TEXT FOR ANALYSIS —
————
President Barack Obama referred to William Elder Jr., a third-year medical student at the Wright State University Boonshoft School of Medicine, as an inspiration and an example of how precision medicine can help deliver the right treatment to the right patient at the right time during a press conference at the White House on Friday morning.
This was Elder’s second visit to Washington, D.C., in less than two weeks. Elder attended the Jan. 20 State of the Union Address as a guest of First Lady Michelle Obama.
During his State of the Union Address, the president announced that he is launching the Precision Medicine Initiative, an emerging approach to promoting health and treating disease that takes into account individual differences in people’s genes, environments and lifestyles.
At Friday’s press conference, President Obama unveiled details about the initiative, which will be launched with a $215 million investment in his 2016 budget. The proposed initiative will pioneer a new model of patient-powered research that promises to accelerate biomedical discoveries and provide clinicians with new tools, knowledge and therapies to select which treatments will work best for which patients.
Diagnosed with cystic fibrosis at the age of 8, Elder’s life expectancy was low.
Now at 27, Elder is alive and thriving thanks to Kalydeco, the first oral drug that treats the underlying cause of cystic fibrosis in 4 percent of the people with the genetic disorder. When Elder first took the drug in February 2012, he was finally able to breathe out of his nose. Over the next few days, his sense of smell improved along with his sleeping habits and lung function. He had more energy and began to believe that he would live long enough to be a grandfather.
————
QUESTIONS TO ANSWER —
**A)** From the article about William Elder Jr., copy the passage that begins at the words "Now at 27, Elder" and ends after the words "be a grandfather.".
**B)** Using the article about William Elder Jr., state whether each statement agrees with it, answering yes or no and quoting the words that decide it: (i) Elder attended the Jan. 20 State of the Union Address as a guest of Michelle Obama. (ii) The Precision Medicine Initiative will be launched with a $315 million investment. (iii) Kalydeco treats the underlying cause of cystic fibrosis in 4 percent of the people with the disorder.

Dataset entries:
————
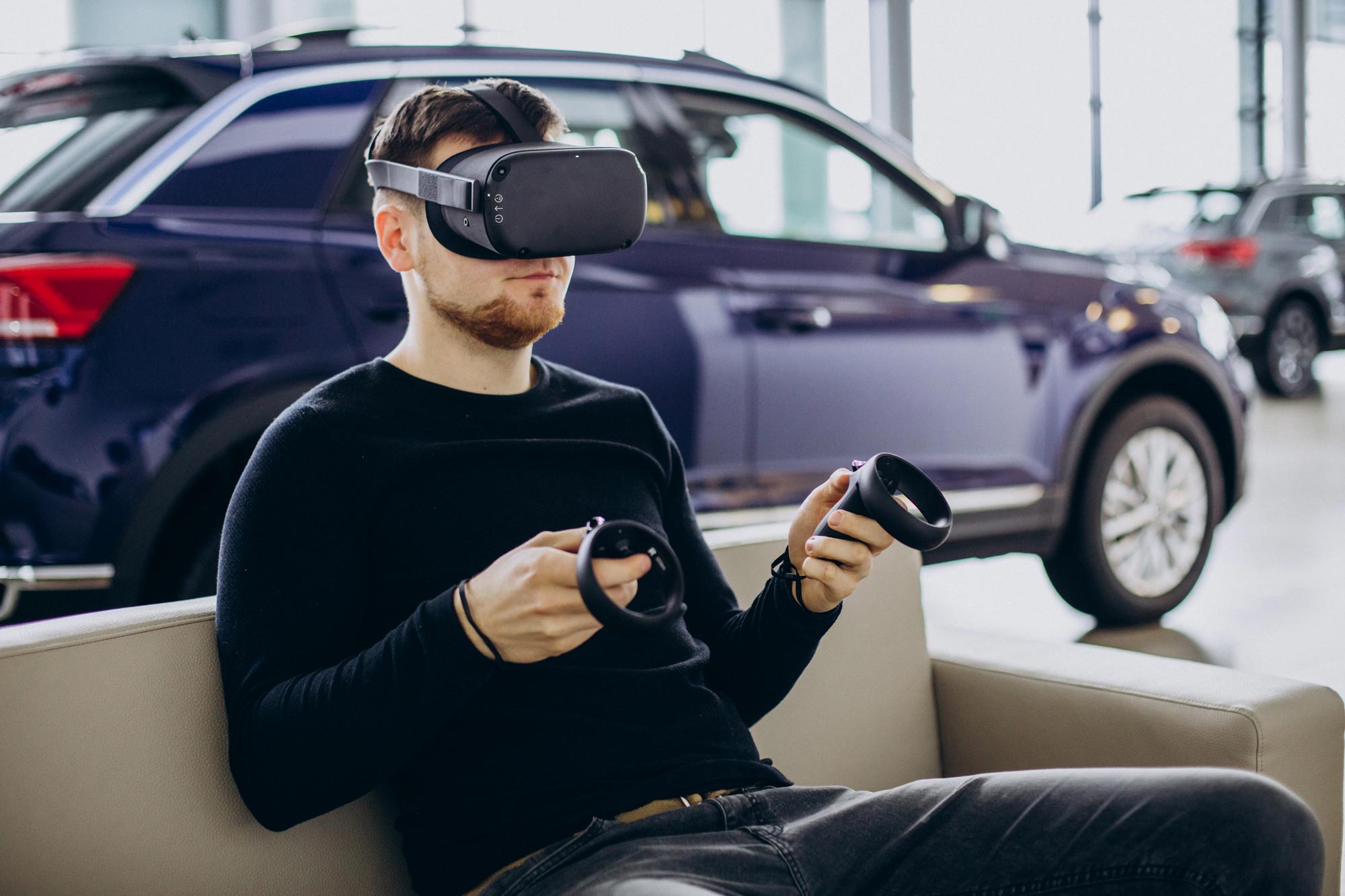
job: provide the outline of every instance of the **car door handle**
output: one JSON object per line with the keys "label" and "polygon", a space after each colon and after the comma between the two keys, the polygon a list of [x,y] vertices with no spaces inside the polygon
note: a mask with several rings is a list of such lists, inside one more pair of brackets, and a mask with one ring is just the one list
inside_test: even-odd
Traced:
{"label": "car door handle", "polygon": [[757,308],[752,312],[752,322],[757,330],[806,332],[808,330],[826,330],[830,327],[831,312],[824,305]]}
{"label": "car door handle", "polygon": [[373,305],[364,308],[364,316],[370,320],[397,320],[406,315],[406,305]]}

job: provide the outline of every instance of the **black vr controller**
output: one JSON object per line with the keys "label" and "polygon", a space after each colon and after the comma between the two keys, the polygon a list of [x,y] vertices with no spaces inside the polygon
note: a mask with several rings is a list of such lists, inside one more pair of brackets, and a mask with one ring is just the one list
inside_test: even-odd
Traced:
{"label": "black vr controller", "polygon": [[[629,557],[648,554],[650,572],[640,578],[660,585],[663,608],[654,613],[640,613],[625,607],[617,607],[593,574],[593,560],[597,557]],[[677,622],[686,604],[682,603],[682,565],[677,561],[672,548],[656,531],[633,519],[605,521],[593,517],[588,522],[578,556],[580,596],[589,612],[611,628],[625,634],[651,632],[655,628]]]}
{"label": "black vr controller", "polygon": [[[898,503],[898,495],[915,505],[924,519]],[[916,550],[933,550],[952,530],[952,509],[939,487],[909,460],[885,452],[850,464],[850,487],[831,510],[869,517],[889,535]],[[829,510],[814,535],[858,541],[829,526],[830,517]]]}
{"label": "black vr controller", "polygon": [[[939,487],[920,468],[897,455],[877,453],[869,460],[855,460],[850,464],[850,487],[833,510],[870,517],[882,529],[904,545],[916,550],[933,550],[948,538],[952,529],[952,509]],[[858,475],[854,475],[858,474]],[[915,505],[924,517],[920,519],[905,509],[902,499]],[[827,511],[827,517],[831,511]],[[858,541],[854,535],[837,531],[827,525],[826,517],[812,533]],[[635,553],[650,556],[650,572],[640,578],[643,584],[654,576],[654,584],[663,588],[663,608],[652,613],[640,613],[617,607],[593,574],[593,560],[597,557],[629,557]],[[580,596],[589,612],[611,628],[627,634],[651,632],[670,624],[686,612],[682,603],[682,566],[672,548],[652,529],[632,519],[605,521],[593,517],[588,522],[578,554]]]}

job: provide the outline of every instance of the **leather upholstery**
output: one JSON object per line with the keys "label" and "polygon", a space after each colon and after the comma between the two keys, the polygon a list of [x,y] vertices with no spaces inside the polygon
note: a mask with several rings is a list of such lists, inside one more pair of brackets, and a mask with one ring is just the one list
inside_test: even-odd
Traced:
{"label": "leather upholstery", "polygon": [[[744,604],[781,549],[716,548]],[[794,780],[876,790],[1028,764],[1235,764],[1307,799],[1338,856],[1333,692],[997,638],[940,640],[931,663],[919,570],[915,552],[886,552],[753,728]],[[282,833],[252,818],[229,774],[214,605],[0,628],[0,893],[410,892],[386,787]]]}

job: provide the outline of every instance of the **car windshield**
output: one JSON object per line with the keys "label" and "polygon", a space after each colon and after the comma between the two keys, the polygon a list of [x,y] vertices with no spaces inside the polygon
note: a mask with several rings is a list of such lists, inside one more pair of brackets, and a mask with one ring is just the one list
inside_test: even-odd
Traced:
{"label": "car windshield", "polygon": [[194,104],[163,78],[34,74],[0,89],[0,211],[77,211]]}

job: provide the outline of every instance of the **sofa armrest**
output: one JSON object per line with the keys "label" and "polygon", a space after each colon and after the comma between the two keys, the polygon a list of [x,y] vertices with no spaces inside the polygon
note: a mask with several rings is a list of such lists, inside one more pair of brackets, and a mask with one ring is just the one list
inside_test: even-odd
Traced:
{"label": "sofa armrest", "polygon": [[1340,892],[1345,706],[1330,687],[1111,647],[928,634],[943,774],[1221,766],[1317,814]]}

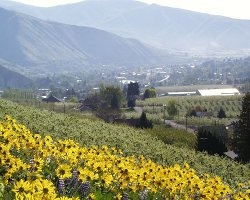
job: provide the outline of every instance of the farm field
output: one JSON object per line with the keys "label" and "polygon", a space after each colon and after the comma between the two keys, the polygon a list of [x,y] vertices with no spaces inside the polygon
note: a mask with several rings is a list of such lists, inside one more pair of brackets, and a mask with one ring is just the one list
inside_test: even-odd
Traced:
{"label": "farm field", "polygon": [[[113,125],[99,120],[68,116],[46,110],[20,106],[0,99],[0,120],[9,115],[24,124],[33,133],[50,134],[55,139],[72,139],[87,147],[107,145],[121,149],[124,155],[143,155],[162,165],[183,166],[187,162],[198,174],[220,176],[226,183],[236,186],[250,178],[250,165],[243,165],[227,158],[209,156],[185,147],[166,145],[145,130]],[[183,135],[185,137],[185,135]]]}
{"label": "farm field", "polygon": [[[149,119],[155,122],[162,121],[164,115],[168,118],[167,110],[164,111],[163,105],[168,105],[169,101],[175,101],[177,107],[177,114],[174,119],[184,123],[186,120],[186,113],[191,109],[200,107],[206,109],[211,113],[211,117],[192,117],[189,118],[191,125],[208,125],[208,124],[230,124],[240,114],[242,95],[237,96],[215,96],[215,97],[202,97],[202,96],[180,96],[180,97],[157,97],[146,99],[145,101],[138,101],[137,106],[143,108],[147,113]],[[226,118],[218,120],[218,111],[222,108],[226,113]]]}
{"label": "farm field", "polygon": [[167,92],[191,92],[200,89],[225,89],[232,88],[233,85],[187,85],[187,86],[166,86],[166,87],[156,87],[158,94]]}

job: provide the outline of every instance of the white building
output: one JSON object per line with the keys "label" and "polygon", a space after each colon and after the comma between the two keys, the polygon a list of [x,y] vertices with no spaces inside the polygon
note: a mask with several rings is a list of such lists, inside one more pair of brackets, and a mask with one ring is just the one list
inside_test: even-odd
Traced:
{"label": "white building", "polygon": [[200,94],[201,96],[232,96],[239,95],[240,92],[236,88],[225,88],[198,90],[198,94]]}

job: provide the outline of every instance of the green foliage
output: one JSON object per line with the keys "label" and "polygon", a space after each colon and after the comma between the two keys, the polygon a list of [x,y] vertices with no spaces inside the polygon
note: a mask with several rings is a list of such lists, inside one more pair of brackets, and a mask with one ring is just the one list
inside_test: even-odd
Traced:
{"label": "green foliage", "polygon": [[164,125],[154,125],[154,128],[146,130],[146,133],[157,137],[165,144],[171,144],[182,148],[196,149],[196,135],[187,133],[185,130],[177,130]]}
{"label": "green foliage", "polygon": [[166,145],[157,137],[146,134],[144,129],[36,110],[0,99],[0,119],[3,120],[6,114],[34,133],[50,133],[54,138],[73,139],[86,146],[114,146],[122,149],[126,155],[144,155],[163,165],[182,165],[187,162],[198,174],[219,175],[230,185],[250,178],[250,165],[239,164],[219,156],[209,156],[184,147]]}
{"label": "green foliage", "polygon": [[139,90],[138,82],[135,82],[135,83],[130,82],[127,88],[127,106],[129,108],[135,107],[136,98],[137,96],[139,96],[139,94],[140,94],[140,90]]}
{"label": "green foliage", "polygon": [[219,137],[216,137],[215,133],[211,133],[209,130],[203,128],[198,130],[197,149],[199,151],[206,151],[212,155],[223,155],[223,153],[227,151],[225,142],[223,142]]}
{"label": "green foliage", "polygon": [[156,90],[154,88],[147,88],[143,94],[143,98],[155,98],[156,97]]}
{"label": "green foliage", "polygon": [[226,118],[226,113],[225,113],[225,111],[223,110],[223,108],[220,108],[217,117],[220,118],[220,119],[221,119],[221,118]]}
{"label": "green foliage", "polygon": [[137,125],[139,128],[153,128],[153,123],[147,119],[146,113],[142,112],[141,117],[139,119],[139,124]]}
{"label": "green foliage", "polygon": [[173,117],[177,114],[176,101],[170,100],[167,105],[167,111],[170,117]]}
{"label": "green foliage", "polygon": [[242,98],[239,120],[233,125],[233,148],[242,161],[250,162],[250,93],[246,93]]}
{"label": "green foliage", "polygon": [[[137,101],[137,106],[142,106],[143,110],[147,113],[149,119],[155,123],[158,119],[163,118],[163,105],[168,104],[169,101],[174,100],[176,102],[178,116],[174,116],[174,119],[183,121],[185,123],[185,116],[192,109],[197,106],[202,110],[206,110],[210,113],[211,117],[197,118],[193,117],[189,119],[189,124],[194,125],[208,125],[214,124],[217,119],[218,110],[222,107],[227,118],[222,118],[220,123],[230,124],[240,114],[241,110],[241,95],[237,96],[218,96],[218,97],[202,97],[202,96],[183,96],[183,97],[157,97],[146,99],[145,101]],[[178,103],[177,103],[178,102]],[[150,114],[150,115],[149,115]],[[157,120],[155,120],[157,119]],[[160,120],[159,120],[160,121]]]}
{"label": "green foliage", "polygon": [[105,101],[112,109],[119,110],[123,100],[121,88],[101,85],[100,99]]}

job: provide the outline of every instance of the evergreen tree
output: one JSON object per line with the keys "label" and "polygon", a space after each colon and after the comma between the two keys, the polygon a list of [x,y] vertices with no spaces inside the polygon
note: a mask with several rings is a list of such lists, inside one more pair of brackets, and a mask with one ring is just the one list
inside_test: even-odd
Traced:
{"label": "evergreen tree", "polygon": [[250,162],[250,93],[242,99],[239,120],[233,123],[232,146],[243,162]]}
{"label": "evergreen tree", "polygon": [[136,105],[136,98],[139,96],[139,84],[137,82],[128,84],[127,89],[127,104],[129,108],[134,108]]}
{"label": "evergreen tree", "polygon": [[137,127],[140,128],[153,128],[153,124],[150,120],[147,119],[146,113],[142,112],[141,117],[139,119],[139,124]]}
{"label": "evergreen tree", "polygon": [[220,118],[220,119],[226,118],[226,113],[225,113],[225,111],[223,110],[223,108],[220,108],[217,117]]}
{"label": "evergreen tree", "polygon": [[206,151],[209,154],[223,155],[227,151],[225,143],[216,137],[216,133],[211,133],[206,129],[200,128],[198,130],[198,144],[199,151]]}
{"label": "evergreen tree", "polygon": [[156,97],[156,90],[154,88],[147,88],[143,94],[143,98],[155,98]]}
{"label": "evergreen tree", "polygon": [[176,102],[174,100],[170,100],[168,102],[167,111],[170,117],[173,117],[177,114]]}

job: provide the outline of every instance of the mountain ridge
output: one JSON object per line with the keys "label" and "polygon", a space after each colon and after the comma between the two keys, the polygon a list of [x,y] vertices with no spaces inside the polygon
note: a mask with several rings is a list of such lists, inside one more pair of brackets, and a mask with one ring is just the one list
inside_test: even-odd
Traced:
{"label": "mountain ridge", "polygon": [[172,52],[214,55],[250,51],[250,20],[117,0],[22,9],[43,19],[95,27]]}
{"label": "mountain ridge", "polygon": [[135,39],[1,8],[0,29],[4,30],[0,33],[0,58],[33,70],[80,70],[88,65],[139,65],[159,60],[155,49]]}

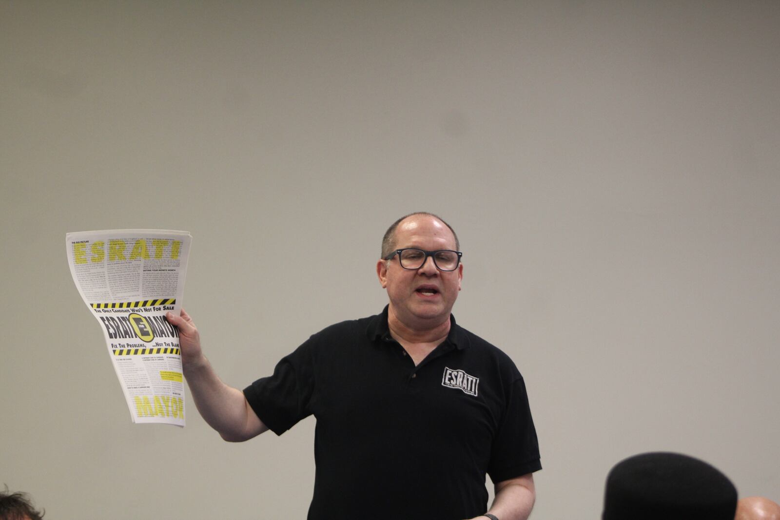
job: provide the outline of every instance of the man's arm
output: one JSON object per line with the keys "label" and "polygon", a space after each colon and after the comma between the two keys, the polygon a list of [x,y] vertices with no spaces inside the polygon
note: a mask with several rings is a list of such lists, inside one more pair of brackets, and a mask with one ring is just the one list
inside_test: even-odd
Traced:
————
ANSWERS TO THE PROBLEMS —
**A)**
Now at 27, Elder is alive and thriving thanks to Kalydeco, the first oral drug that treats the underlying cause of cystic fibrosis in 4 percent of the people with the genetic disorder. When Elder first took the drug in February 2012, he was finally able to breathe out of his nose. Over the next few days, his sense of smell improved along with his sleeping habits and lung function. He had more energy and began to believe that he would live long enough to be a grandfather.

**B)**
(i) Yes: "Elder attended the Jan. 20 State of the Union Address as a guest of First Lady Michelle Obama."
(ii) No: "which will be launched with a $215 million investment in his 2016 budget"
(iii) Yes: "the first oral drug that treats the underlying cause of cystic fibrosis in 4 percent of the people with the genetic disorder"